INSTRUCTIONS FOR THE TASK >>
Output exactly the lines from the one containing "Query: dark hat" to the last line of the material, inclusive, and nothing more.

INPUT DATA >>
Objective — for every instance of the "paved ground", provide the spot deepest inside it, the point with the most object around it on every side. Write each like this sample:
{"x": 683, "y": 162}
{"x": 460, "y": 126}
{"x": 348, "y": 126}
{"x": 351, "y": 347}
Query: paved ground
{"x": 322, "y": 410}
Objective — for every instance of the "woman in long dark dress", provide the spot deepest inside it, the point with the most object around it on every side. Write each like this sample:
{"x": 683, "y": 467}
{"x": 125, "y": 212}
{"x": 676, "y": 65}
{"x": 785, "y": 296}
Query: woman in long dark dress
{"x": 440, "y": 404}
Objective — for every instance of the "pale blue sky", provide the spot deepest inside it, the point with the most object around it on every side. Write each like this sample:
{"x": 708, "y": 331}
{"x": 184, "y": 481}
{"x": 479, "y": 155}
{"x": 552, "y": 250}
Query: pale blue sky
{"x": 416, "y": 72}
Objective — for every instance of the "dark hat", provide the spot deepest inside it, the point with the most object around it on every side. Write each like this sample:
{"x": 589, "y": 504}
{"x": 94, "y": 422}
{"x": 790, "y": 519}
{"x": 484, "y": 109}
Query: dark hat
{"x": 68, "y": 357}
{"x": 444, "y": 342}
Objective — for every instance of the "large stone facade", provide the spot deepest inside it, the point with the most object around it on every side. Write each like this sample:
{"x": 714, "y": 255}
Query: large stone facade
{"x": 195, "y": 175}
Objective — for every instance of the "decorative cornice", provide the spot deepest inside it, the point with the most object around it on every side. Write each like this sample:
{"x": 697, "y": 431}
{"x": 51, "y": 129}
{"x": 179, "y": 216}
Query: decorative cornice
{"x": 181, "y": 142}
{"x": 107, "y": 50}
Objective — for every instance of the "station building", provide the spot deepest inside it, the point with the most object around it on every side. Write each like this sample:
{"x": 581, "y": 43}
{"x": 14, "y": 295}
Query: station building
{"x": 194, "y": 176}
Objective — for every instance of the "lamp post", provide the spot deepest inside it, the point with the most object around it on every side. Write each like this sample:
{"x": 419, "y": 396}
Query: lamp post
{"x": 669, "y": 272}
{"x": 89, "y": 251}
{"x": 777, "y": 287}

OUTPUT OF THE TASK >>
Query: dark hat
{"x": 68, "y": 357}
{"x": 444, "y": 342}
Objective — for every instance of the "large stone facade", provide the spot deepest inside it, the point with the most object around it on every side. Write each like this sample:
{"x": 714, "y": 255}
Query: large stone facade
{"x": 195, "y": 175}
Objective — for every instance of the "decorative cornice", provide the spot deepest inside it, the point with the most object around it on every side. Write each like this sample:
{"x": 697, "y": 431}
{"x": 51, "y": 129}
{"x": 179, "y": 216}
Query: decorative cornice
{"x": 181, "y": 142}
{"x": 107, "y": 50}
Objective — for every instance of the "station building", provide the spot deepest inside it, the point with the most object around it on every side. Write each like this sample:
{"x": 581, "y": 43}
{"x": 14, "y": 295}
Query: station building
{"x": 194, "y": 176}
Objective — for every instance of the "lamp post", provide the spot deepest inside it, the point with the most object around it on every side. Write each like this sample:
{"x": 419, "y": 396}
Query: lamp post
{"x": 669, "y": 272}
{"x": 89, "y": 251}
{"x": 777, "y": 287}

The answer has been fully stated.